### Lesetext
Bootstourismus auf der Neiße bald mit neuem Angebot

Seit Wochen kein ergiebiger Regen. Die Wolken, die es tatsächlich in die Oberlausitz schaffen, lassen nur vereinzelte Tropfen durch. In der Neiße wächst Grün, wo sonst Wasser fließt. Schlechte Zeiten für den Bootstourismus könnte man meinen. Doch die drei Anbieter in Görlitz, Rothenburg und Hirschfelde sind ganz unterschiedlich davon betroffen.
Bei Boats & Friends in Görlitz hat die Saison erst im Juni begonnen. Seitdem ist laut Geschäftsführer Stefan Menzel aber Sparflamme angesagt. "Im ersten Halbjahr mussten wir andere Prioritäten setzen." Zwei weitere Geschäftsfelder hatten Vorrang. Die Stadtrundfahrten durch Görlitz in Gang zu halten, sei wichtiger gewesen, sagt er. Außerdem habe er im April in der Theaterpassage ein neues Café zum Laufen gebracht. "Da hatten wir für die Bootstouren erst einmal keine Zeit."
Die ist auch jetzt knapp. Aber Menzel hat seine Prioritäten inzwischen neu verschoben. Abgearbeitet würden aktuell all jene Bootstouren, die im Vorfeld gebucht wurden, erklärt er. Mit Einschränkungen durch Niedrigwasser habe das aber nichts zu tun. Um mit den Schlauchbooten durch die Gegend zu schippern, reiche es noch. Das Augenmerk des umtriebigen Tourismusunternehmers liegt derzeit hauptsächlich auf einem anderen Projekt. Menzel will schon bald Touren mit einem Fahrgastboot anbieten. Kapazität: maximal 31 Gäste sowie je zwei Bootsführer und Besatzungsmitglieder.

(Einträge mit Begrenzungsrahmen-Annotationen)

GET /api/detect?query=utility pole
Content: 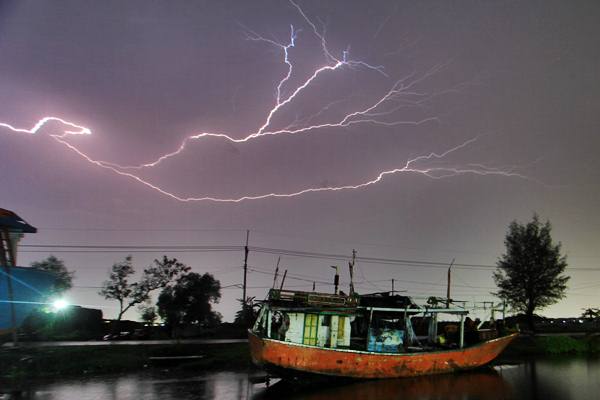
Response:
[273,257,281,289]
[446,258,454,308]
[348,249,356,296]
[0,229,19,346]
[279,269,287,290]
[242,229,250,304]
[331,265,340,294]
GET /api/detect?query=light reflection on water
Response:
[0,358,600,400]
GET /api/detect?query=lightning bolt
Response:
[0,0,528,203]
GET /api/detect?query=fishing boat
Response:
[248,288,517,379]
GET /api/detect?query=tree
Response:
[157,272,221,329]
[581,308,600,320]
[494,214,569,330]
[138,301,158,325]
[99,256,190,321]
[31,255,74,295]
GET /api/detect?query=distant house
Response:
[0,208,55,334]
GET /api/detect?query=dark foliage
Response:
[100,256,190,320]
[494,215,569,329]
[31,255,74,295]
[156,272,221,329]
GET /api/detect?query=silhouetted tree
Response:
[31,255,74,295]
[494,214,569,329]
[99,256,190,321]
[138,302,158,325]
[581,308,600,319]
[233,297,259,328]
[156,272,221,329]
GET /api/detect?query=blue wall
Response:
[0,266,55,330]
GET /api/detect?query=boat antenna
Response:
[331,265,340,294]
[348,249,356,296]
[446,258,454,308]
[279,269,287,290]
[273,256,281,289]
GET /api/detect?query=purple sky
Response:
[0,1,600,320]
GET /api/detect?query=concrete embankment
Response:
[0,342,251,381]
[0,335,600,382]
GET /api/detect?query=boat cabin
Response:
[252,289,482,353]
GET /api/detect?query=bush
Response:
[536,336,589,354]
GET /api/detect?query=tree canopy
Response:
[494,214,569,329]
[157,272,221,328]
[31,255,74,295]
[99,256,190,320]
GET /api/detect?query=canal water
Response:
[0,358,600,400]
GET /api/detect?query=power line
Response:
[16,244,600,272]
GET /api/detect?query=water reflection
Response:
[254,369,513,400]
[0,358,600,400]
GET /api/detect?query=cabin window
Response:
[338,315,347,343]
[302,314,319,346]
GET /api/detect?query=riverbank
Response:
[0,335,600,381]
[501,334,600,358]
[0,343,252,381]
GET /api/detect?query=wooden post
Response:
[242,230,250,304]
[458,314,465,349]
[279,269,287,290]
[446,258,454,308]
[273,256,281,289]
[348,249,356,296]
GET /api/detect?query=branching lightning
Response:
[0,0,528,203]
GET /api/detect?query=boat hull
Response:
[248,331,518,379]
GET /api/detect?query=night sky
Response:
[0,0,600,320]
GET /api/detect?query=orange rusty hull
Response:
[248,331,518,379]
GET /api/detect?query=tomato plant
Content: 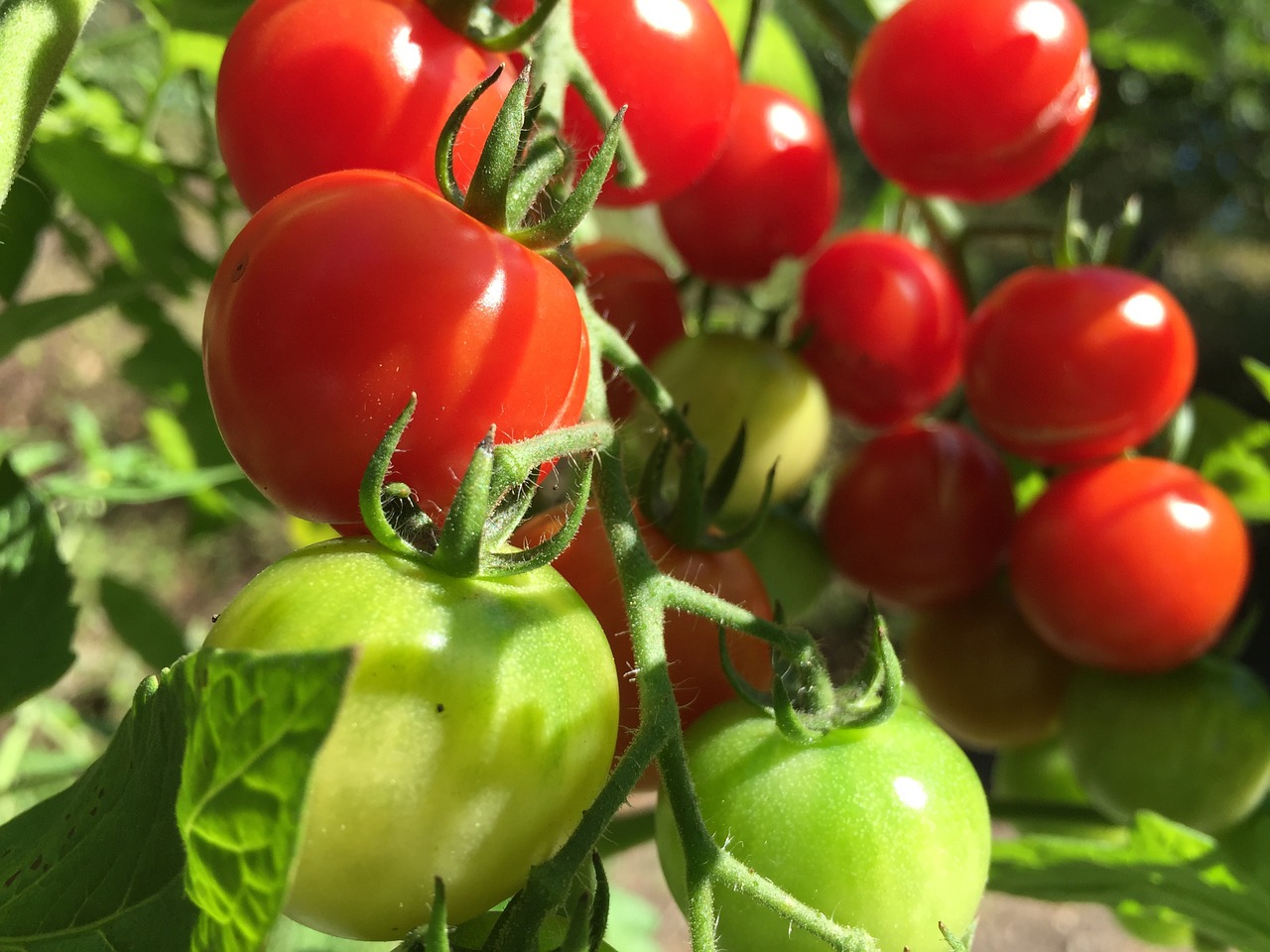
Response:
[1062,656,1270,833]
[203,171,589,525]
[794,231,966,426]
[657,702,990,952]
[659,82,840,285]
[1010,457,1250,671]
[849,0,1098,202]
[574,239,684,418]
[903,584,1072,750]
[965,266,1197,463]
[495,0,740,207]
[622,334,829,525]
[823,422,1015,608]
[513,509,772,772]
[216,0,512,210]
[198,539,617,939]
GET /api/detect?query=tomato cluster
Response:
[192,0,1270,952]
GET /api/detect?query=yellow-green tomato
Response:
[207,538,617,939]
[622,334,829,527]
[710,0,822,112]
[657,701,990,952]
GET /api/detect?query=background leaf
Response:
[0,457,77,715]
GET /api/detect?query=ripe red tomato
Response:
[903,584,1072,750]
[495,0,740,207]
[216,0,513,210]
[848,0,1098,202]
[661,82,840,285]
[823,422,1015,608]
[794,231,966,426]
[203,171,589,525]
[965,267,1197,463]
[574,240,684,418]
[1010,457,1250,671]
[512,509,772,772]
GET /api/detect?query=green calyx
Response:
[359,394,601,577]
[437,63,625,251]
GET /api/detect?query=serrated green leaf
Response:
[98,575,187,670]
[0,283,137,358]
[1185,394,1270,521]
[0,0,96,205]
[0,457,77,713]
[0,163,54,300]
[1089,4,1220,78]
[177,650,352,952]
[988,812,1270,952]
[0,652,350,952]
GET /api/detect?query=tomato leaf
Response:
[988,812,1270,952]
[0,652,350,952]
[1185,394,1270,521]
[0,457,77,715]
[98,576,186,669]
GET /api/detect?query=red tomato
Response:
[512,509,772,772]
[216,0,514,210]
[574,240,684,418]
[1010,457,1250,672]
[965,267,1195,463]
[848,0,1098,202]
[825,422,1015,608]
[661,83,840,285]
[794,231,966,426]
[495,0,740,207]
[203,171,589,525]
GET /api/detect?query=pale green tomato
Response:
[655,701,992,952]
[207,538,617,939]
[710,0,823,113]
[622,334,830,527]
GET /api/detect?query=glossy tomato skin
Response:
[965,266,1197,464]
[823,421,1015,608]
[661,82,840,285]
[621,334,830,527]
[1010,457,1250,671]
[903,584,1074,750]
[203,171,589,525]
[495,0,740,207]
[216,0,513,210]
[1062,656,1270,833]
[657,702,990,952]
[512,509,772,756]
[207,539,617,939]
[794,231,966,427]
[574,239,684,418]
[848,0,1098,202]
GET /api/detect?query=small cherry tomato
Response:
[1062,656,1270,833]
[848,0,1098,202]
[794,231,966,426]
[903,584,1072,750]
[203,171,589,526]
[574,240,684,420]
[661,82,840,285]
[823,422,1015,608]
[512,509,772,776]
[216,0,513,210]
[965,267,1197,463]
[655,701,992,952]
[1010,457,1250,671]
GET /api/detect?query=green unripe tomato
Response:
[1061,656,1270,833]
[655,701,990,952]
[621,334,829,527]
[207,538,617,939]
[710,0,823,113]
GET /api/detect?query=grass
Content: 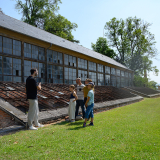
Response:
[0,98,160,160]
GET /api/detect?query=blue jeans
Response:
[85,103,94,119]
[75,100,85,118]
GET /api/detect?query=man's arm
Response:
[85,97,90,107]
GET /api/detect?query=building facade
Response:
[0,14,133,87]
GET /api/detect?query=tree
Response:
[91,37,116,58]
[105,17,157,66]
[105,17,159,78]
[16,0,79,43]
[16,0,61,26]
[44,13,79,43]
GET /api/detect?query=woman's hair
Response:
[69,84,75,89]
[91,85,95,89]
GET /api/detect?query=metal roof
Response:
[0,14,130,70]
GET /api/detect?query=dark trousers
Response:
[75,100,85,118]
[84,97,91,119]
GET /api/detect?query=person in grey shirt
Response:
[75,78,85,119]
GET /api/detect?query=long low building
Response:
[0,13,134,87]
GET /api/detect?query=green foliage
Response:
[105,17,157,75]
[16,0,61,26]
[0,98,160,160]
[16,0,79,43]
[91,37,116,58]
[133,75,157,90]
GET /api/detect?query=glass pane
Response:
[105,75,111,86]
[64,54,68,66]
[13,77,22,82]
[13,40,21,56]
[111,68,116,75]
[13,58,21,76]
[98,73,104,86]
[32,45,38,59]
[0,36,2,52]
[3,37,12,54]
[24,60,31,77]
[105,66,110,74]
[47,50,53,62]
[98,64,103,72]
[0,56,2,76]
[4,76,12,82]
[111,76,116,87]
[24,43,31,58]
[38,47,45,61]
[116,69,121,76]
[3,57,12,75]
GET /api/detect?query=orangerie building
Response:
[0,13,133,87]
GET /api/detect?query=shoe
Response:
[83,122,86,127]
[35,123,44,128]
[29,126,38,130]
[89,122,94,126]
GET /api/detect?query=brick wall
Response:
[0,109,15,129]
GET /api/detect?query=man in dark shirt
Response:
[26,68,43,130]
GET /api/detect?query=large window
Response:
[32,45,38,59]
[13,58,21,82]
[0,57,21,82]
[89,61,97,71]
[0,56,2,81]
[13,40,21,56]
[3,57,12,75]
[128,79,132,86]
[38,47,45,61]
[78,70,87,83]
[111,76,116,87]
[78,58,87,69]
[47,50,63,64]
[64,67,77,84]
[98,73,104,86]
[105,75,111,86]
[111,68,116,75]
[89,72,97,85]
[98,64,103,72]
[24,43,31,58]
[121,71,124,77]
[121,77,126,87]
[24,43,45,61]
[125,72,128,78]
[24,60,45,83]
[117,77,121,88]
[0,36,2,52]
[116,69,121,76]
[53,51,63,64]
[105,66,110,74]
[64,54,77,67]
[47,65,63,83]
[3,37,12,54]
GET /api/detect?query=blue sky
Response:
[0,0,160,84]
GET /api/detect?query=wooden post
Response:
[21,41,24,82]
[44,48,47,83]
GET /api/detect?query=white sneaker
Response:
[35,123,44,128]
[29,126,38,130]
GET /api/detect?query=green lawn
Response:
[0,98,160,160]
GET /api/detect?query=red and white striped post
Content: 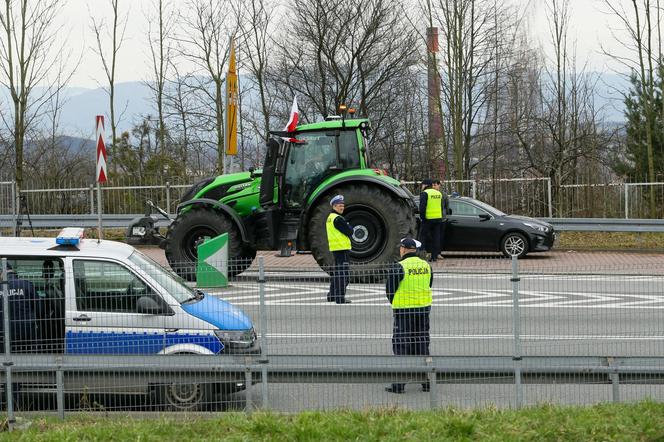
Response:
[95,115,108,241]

### Aufgabe 1
Wie viele Gäste soll das Fahrgastboot, mit dem Menzel bald Touren anbieten will, laut dem Lesetext über den Bootstourismus auf der Neiße höchstens aufnehmen können?
### Aufgabe 2
Führe den Lesetext über den Bootstourismus auf der Neiße im Anschluss an seinen letzten Satz weiter.

### Schriftliche Antwort 1
Maximal 31 Gäste.

### Schriftliche Antwort 2
31 Fahrgäste sollen auf der Neiße schippern
Rund ein Jahr dauert der Genehmigungsprozess inzwischen schon. Umfangreiche Auflagen mussten abgearbeitet werden. Alle notwendigen Papiere sind jetzt da, mit der Zulassung der Landesdirektion rechnet der Görlitzer im September, spätestens im Oktober. Danach soll es auch gleich losgehen auf der Neiße. Dass es dafür zu wenig Wasser geben könnte, befürchtet er nicht. "Wir sind künftig zwischen den Wehren an Obermühle und Altstadtbrücke unterwegs. Da schwankt die Wassertiefe zwischen 50 und 70 Zentimetern." Das ergebe ausreichend Puffer. Denn das voll beladene Boot liege nur bei einem Tiefgang von 20 bis maximal 30 Zentimeter.
Dabei profitiert Stefan Menzel von einer neuen gesetzlichen Regelung, die zwischen Sportboote mit maximal 12 Personen und Fahrgastschiffen ab 36 Personen die Kategorie Fahrgastboot geschoben hat. In diesen Gefährten dürfen mehr als 12 und weniger als 36 Personen befördert werden. "Das Modell, das wir zum Einsatz bringen, ist wahrscheinlich das erste offiziell genehmigte seiner Art."
In seiner Bauweise ist das Boot angelehnt an die Spreewaldkähne: Lang, schmal und mit minimalem Tiefgang. Elf Meter Länge, mit Überdachung und aus Alu - das sind die wichtigsten Parameter. Angetrieben wird es von einem Elektromotor, der für die Rundfahrt auf dem tiefen Teil der Neiße zwischen den beiden Wehren etwa eine Stunde braucht. "Das haben wir alles schon ausprobiert", sagt Menzel voller Zuversicht. Mit dem neuen Angebot will er sowohl Touristen als auch Einheimische erreichen, die ihre Heimat auf völlig neue Weise entdecken wollen.
In den nächsten Monaten wird auch die Anlegestelle auf polnischer Seite umgebaut. Die erforderlichen Genehmigungen sind jetzt da. Ein größerer Bootsanleger, mehr Platz für Schlauchboote und das Fahrgastboot, dazu ein Biergarten mit weiteren touristischen Angeboten sollen entstehen.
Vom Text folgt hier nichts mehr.